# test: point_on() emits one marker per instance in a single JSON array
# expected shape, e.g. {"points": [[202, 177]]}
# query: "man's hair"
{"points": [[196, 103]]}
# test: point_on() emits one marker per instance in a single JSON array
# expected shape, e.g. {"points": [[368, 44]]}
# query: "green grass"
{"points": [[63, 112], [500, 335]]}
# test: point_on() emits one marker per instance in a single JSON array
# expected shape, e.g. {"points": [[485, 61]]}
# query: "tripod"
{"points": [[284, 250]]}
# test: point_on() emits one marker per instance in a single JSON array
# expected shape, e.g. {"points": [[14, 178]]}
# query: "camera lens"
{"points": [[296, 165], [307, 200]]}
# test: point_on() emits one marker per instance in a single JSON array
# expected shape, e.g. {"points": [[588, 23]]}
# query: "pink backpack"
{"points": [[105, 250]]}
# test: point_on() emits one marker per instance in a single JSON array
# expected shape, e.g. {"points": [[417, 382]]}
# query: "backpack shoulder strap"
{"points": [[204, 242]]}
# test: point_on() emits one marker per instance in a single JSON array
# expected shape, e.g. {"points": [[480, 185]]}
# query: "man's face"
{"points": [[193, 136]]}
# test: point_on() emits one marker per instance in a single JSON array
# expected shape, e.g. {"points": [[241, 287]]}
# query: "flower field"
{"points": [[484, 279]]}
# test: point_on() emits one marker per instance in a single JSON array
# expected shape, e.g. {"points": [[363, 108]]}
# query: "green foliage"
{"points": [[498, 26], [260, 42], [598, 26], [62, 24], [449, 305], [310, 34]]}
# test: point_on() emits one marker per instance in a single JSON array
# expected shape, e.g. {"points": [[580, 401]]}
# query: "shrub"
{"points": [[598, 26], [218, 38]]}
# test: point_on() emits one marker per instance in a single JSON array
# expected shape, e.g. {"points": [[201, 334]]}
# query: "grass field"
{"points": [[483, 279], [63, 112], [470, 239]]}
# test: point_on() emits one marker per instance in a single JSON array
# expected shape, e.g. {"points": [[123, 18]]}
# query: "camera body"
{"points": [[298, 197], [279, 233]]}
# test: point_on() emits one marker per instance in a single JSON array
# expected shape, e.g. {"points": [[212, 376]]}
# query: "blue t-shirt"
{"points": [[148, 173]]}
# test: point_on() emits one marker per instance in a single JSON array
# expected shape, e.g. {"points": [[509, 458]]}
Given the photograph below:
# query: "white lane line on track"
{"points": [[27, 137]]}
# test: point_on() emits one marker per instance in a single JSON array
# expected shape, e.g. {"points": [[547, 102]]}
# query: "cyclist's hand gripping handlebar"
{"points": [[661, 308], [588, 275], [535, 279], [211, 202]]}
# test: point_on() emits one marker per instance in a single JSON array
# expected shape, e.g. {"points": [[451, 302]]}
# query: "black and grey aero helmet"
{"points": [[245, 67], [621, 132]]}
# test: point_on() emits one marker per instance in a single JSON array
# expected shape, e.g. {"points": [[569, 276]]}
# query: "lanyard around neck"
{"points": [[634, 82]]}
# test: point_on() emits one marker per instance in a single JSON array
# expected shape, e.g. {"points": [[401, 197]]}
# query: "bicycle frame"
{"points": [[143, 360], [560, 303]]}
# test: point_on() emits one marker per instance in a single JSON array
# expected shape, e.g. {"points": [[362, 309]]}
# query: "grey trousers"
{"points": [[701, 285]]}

______________________________

Could you output the records in full, exactly as written?

_Task answer_
# test: point_on() emits one marker per instance in a single JSON array
# expected shape, e.g. {"points": [[202, 177]]}
# query: "man's hair"
{"points": [[196, 103]]}
# test: point_on() emits one marker per instance in a single JSON array
# expected shape, e.g. {"points": [[368, 44]]}
# query: "green grass"
{"points": [[63, 112], [500, 335]]}
# test: point_on() emits one marker per instance in a single JSON array
# expected shape, e.g. {"points": [[485, 61]]}
# query: "tripod"
{"points": [[284, 250]]}
# test: point_on() emits one marker per instance in a single JSON array
# expected shape, e.g. {"points": [[14, 178]]}
# query: "camera lens"
{"points": [[296, 165], [307, 200]]}
# test: point_on() emits one marker per instance in a single JSON array
# expected shape, e.g. {"points": [[588, 23]]}
# query: "pink backpack"
{"points": [[105, 250]]}
# test: point_on() emits one marker per instance in a single JSON array
# expected shape, e.g. {"points": [[417, 382]]}
# query: "backpack shoulder strap"
{"points": [[204, 242]]}
# test: point_on() emits one marker per instance in a single JSON array
# expected shape, e.g. {"points": [[480, 185]]}
# query: "man's face"
{"points": [[193, 136]]}
# test: point_on() emits one marker per instance in a single JSON array
# expected shape, e.g. {"points": [[241, 287]]}
# query: "flower field"
{"points": [[484, 279]]}
# test: point_on() emits one marker per instance in a single JSON array
# expected shape, e.g. {"points": [[363, 108]]}
# query: "green foliage"
{"points": [[498, 26], [260, 42], [598, 26], [62, 24], [449, 305], [310, 34]]}
# test: point_on() emits one marker per instance in a single JSON array
# expected shape, e.g. {"points": [[580, 401]]}
# query: "shrub"
{"points": [[598, 26], [218, 38]]}
# test: point_on() emits one marker per instance in a single JSON array
# expected shape, e.g. {"points": [[201, 334]]}
# query: "grass field"
{"points": [[483, 279], [63, 112], [470, 239]]}
# test: point_on() emits one marker per instance in a single JSON array
# expected shape, e.g. {"points": [[123, 18]]}
# query: "camera body"
{"points": [[298, 197], [279, 233]]}
# test: point_on() emits one marker per instance in a single JSON array
# expected shape, e.g. {"points": [[212, 376]]}
# query: "blue t-shirt"
{"points": [[148, 173]]}
# test: point_on() emits one marker per instance in a single JSON array
# expected shape, e.g. {"points": [[509, 458]]}
Given the photograph below:
# query: "white lane line on track"
{"points": [[27, 137]]}
# test: point_on() emits one marker per instance in a single JSON array
# expected shape, e.g. {"points": [[547, 102]]}
# query: "cyclist's hand gripping handlebar"
{"points": [[661, 308], [588, 275], [535, 279], [211, 202]]}
# test: point_on() emits one marker per instance in a single JSON array
# expected shape, e.g. {"points": [[451, 302]]}
# query: "black and grey aero helmet"
{"points": [[245, 67], [621, 132]]}
# test: point_on() emits one marker per instance in a single JSON array
# expected shape, e.g. {"points": [[569, 276]]}
# query: "lanyard around neck"
{"points": [[634, 82]]}
# test: point_on() emits one marker per instance in a single JSON array
# expected shape, e.g. {"points": [[401, 197]]}
# query: "bicycle frame"
{"points": [[143, 360], [560, 303]]}
# test: point_on() emits one marker per instance in a single JSON array
# expected shape, e.g. {"points": [[362, 309]]}
# query: "grey trousers"
{"points": [[701, 285]]}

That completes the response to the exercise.